── AVAILABLE RECORDS ──

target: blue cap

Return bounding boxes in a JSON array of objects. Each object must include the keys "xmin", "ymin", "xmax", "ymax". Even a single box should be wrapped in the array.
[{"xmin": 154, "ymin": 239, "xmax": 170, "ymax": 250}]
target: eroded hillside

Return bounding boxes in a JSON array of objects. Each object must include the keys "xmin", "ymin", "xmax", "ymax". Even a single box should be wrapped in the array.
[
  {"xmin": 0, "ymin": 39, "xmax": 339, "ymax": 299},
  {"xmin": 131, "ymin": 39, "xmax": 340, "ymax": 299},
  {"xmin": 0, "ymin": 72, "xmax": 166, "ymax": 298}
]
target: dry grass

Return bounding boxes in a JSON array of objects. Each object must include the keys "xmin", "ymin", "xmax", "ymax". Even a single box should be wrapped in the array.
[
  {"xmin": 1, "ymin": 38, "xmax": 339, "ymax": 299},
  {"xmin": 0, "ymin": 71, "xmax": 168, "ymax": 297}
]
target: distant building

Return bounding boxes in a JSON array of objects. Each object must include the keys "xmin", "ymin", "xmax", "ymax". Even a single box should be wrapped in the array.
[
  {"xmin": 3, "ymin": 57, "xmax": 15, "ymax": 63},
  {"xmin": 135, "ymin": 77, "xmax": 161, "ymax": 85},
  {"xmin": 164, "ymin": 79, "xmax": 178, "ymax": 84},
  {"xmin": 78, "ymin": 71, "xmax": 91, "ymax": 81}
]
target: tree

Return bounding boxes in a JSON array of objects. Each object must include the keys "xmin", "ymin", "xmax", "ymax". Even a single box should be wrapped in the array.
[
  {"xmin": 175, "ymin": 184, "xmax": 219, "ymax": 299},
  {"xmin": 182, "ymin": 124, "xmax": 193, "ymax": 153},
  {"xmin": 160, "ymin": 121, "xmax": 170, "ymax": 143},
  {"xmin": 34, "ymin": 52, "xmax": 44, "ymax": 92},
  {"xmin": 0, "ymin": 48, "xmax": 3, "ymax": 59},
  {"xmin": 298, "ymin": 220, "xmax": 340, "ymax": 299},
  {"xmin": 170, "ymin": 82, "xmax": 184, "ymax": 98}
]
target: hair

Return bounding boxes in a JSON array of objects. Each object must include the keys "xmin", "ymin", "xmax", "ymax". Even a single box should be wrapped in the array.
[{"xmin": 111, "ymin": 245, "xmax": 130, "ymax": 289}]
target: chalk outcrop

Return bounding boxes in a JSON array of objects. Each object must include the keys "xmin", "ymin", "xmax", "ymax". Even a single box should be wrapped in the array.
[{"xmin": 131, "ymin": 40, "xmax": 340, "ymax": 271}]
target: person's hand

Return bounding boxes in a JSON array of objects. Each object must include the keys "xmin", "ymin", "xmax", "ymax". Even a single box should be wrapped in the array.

───

Going back over the entries above, copy word for word every line from the one that has "target: dry grass" on through the one that has "target: distant building".

• TASK OUTPUT
target: dry grass

Return bounding boxes in a JSON array of objects. Each object must include the keys "xmin", "ymin", "xmax", "ymax". Even a single box should be wrapped in the array.
[
  {"xmin": 1, "ymin": 38, "xmax": 339, "ymax": 299},
  {"xmin": 0, "ymin": 71, "xmax": 168, "ymax": 297}
]
target: distant building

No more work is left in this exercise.